### ТЕКСТ ДЛЯ ЧТЕНИЯ
Но одно ли только влияние численности и пробуждение инстинкта к человекоубийству толкали его на самые ужасные крайности? Вправе ли мы сказать, что народ, состоящий из честных крестьян и рабочих, может обратиться сразу в чудовище испорченности? Нельзя ли с большей вероятностью утверждать, что к тому примешиваются, развращая его, все те индивиды, образующие социальные подонки, которые при каждом возмущении или мятеже выходят из кабаков и других подозрительных мест, где они обыкновенно скрываются, подобно тому, как от возмущения воды в пруде показывается на поверхности его вся, находящаяся на его дне, грязь?
"В спокойное время, — говорит Карлье , — когда усмирённые политические страсти не штурмуют каждое утро власть-имущих, полицейская администрация пользуется нравственной властью над содержателями всяких подозрительных мест, фланёрами, бродягами, вообще над всеми подонками общества, — властью, которая несколько сдерживает последних. Всю жизнь свою они скрываются, и приближение полицейского агента обращает их в бегство. Но пусть только начнёт просыпаться общественное мнение; пусть ежедневная пресса начнёт вести себя наступательно по отношению к легальности некоторых поступков префекта полиции: тотчас все эти люди сделаются высокомерными и задерут голову. Они начнут сопротивляться агентам и бороться с ними; они будут участвовать во всех мятежах, и если получат откуда-нибудь удар, то станут считать себя в числе политических жертв. Приходят революции, и они со своими подругами, которых увлекают с собою, делаются самыми жестокими, самыми двусмысленными её деятелями"…
"Этот класс людей без определённой профессии, — прибавляет Гиске , — (класс многочисленный, составленный из людей, не имеющих почти никакого крова, которых дурные наклонности заставили сбросить с себя узду закона и нравственности) —является в количественном отношении весьма малой частью народонаселения; но, принимая во внимание его лень и несчастия, взвесив бродящие в нём дурные страсти, мы придём к убеждению, что тут-то преимущественно и находится ужасная угрожающая все ниспровергнуть сила . Эта масса пользующихся дурной славой людей неустанно пополняется и увеличивается во время смятения авантюристами, людьми с запятнанной репутацией, потерявшими кредит и доброе имя в департаментах и пришедшими в Париж искать убежища. К ним можно ещё присоединить завсегдатаев кабаков и всевозможных притонов, одним словом, сомнительных личностей всех родов; и когда вся эта грязь приводится в движение политическими страстями, то к ним присоединяются также и люди с расстроенным воображением, чувствующие потребность в сильных ощущениях и находящие их в уличных драмах, в народных волнениях".

### Сохранённые данные
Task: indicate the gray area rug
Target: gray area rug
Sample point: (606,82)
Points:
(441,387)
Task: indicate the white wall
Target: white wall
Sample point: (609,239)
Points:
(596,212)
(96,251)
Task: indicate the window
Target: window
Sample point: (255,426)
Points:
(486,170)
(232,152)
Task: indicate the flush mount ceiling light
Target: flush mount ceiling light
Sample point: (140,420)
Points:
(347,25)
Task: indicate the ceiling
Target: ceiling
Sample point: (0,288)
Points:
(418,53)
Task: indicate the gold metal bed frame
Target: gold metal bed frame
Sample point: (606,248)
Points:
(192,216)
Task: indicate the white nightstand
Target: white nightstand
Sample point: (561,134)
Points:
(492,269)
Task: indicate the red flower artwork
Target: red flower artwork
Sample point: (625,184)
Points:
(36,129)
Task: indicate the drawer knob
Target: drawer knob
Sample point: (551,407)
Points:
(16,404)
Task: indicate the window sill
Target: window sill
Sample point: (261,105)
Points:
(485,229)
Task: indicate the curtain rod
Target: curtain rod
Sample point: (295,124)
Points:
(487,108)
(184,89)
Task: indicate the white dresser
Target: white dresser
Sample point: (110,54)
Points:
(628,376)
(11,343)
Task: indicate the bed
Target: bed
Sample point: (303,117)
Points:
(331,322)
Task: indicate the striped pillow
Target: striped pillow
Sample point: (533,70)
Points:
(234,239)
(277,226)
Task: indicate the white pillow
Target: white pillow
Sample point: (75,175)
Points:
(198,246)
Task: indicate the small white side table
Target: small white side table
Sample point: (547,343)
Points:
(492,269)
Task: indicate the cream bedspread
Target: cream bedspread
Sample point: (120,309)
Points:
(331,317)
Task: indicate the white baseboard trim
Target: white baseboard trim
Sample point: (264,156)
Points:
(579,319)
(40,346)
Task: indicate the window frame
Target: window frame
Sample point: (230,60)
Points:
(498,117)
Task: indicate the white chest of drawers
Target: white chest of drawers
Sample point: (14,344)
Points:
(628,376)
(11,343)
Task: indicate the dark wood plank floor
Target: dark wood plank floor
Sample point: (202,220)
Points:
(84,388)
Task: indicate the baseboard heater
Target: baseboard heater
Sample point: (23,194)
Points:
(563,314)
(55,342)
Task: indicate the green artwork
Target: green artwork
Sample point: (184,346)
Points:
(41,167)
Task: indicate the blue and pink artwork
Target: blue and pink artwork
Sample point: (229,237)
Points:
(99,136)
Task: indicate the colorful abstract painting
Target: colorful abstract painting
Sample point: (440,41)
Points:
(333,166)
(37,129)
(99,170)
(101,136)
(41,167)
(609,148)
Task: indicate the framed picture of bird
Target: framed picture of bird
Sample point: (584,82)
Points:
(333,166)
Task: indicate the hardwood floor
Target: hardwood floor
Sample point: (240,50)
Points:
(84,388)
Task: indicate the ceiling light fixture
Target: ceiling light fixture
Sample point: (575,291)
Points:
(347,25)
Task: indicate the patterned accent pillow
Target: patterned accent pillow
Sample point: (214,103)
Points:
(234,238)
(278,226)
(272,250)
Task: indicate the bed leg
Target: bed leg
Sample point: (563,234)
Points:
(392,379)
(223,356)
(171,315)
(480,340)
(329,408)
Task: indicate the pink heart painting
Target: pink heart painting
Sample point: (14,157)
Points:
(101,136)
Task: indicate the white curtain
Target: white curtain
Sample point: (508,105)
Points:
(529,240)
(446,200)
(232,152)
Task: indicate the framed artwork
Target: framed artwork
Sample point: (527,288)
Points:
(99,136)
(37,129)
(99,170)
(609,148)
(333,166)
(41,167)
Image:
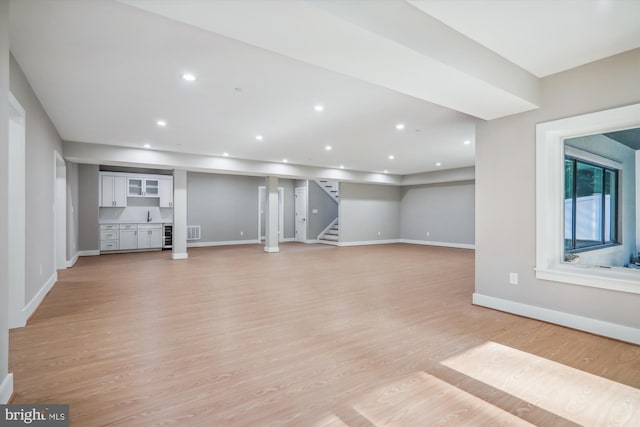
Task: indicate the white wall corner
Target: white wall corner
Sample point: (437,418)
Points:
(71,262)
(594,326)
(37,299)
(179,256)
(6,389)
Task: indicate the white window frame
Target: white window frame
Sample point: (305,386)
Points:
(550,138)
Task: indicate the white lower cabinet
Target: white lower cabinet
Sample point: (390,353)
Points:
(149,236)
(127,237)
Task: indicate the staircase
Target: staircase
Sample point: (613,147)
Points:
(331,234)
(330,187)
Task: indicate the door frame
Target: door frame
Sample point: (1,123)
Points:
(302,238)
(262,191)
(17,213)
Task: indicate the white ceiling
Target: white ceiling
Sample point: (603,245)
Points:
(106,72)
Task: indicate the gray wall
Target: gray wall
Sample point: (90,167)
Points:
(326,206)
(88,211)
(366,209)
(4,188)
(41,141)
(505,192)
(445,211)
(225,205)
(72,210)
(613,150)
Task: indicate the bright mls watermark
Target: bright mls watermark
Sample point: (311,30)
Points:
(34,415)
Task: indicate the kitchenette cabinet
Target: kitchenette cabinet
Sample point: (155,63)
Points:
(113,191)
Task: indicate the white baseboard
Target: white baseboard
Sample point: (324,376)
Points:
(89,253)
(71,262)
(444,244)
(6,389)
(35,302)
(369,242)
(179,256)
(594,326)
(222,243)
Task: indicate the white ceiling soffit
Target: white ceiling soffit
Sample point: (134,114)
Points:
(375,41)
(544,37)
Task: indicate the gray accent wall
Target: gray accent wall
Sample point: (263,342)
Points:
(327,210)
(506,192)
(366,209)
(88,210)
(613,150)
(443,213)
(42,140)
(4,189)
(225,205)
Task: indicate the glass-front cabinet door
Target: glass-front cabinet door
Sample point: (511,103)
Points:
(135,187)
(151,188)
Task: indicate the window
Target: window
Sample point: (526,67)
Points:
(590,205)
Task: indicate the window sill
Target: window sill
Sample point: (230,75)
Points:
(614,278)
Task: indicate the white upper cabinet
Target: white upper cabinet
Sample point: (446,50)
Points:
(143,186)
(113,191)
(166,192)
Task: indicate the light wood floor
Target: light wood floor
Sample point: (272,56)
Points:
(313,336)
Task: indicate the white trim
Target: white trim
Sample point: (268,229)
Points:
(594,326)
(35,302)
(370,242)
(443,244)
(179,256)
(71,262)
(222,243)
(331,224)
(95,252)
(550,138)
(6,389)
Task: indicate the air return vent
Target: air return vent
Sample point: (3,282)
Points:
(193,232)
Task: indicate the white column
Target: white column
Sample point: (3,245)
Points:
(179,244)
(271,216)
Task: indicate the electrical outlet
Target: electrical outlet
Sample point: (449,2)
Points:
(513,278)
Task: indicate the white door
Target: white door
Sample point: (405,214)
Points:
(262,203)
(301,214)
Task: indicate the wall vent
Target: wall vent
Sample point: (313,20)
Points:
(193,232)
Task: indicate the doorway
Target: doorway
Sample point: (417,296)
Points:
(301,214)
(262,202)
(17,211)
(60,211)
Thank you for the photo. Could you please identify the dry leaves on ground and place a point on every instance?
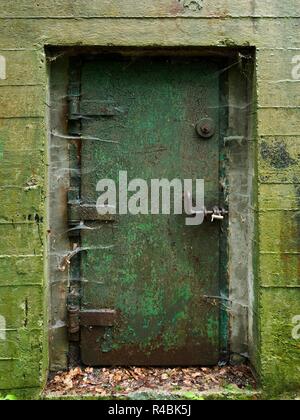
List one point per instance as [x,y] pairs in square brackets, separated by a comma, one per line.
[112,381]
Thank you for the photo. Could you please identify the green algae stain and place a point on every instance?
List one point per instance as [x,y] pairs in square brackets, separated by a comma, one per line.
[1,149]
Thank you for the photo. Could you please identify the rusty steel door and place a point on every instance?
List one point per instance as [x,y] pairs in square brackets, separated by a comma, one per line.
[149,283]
...
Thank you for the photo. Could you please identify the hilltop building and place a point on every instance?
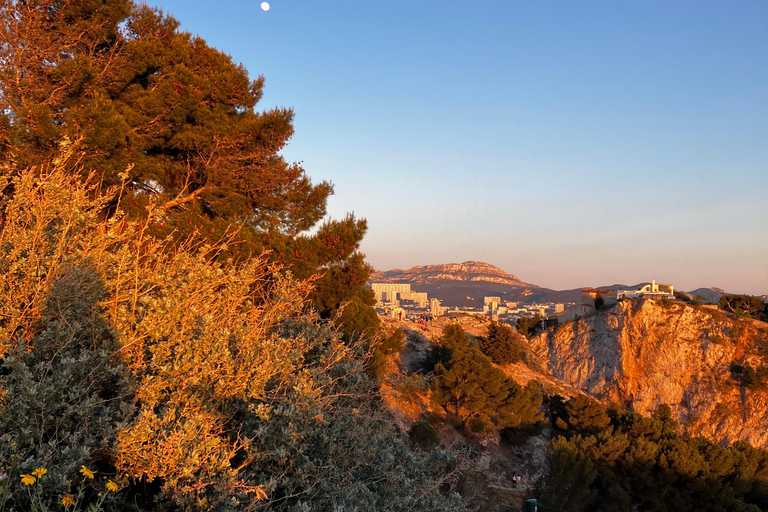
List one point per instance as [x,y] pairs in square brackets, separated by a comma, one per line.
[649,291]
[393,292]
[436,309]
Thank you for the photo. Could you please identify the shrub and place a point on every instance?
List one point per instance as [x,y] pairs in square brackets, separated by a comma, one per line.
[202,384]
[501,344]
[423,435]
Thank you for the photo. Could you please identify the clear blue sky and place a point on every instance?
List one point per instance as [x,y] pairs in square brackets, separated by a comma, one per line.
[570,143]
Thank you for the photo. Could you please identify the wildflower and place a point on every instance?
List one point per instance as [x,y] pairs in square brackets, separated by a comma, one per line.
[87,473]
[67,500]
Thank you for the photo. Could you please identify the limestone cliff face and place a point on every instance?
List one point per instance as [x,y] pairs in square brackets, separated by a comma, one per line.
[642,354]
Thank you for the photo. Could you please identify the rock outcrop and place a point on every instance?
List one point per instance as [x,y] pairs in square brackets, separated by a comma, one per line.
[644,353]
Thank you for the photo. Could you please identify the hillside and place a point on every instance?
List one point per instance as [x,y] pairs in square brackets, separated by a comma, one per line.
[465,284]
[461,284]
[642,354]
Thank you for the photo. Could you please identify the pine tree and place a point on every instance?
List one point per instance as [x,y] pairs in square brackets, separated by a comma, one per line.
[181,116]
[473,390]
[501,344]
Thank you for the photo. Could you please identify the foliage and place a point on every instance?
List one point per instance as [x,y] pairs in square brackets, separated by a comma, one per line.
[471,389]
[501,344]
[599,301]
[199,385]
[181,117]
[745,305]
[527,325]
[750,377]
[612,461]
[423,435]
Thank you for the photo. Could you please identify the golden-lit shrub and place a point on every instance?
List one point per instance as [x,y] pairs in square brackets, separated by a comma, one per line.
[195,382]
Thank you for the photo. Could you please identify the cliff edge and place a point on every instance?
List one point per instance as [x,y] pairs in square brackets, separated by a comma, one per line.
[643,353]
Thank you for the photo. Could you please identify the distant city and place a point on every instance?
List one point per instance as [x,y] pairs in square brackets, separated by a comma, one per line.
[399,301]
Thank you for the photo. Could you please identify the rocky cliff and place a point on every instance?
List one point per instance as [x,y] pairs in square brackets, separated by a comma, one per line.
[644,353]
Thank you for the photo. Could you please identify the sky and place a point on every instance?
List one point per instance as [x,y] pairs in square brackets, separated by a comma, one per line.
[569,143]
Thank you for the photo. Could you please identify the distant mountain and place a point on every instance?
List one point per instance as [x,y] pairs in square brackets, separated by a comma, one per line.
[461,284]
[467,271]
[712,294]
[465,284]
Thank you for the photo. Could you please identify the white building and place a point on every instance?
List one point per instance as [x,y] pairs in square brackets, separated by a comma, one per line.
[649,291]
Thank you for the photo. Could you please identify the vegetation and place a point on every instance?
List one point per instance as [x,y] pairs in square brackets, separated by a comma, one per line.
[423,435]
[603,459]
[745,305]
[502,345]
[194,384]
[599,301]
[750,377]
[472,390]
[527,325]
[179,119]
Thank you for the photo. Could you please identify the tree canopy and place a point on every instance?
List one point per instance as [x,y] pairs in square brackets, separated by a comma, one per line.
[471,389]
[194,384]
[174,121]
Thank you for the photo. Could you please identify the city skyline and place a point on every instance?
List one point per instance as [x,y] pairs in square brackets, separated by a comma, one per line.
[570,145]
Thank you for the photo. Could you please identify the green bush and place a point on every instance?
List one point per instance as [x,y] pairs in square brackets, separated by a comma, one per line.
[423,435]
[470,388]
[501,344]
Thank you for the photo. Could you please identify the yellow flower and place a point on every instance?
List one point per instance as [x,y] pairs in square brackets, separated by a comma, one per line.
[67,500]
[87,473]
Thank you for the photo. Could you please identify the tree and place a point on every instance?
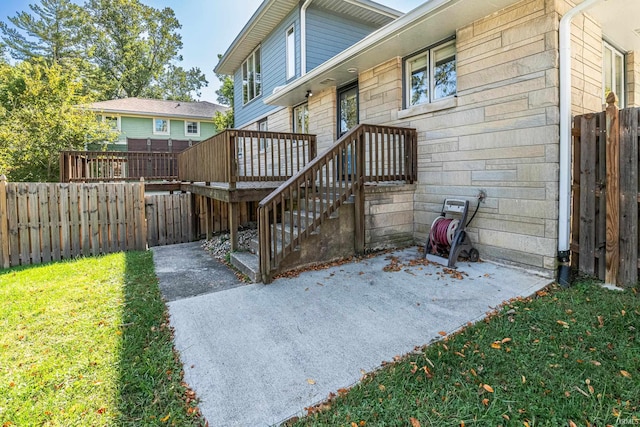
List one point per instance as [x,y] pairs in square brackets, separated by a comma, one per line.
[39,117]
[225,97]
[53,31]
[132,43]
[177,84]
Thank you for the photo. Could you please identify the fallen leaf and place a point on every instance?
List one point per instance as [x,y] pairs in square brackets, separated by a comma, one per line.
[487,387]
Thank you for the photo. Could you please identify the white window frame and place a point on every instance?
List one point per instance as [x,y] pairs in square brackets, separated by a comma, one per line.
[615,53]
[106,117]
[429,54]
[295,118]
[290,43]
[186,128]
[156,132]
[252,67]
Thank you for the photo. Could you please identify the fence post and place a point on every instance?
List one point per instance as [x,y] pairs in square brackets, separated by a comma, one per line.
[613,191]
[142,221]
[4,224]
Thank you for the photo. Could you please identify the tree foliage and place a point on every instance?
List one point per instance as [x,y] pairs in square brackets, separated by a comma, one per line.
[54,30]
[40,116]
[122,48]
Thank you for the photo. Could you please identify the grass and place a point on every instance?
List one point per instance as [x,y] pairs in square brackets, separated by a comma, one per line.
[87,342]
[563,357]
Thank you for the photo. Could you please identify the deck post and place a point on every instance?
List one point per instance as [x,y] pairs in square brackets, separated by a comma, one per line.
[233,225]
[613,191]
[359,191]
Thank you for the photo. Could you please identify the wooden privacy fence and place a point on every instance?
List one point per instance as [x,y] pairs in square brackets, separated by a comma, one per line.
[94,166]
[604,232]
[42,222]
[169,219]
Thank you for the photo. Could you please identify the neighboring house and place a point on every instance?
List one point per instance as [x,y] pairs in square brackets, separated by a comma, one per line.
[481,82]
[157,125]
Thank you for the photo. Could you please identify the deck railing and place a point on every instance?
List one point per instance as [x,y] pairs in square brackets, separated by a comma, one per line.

### ЧТО ТРЕБУЕТСЯ
**A)** Откуда, согласно отрывку, приходят в Париж искать убежища авантюристы и люди с запятнанной репутацией?
**B)** Перепишите из отрывка дословно участок от слов «Но одно ли только» до слов «его дне, грязь?».
Листинг здесь никакой роли не играет.

### В ОТВЕТ
**A)** Из департаментов.

**B)**
Но одно ли только влияние численности и пробуждение инстинкта к человекоубийству толкали его на самые ужасные крайности? Вправе ли мы сказать, что народ, состоящий из честных крестьян и рабочих, может обратиться сразу в чудовище испорченности? Нельзя ли с большей вероятностью утверждать, что к тому примешиваются, развращая его, все те индивиды, образующие социальные подонки, которые при каждом возмущении или мятеже выходят из кабаков и других подозрительных мест, где они обыкновенно скрываются, подобно тому, как от возмущения воды в пруде показывается на поверхности его вся, находящаяся на его дне, грязь?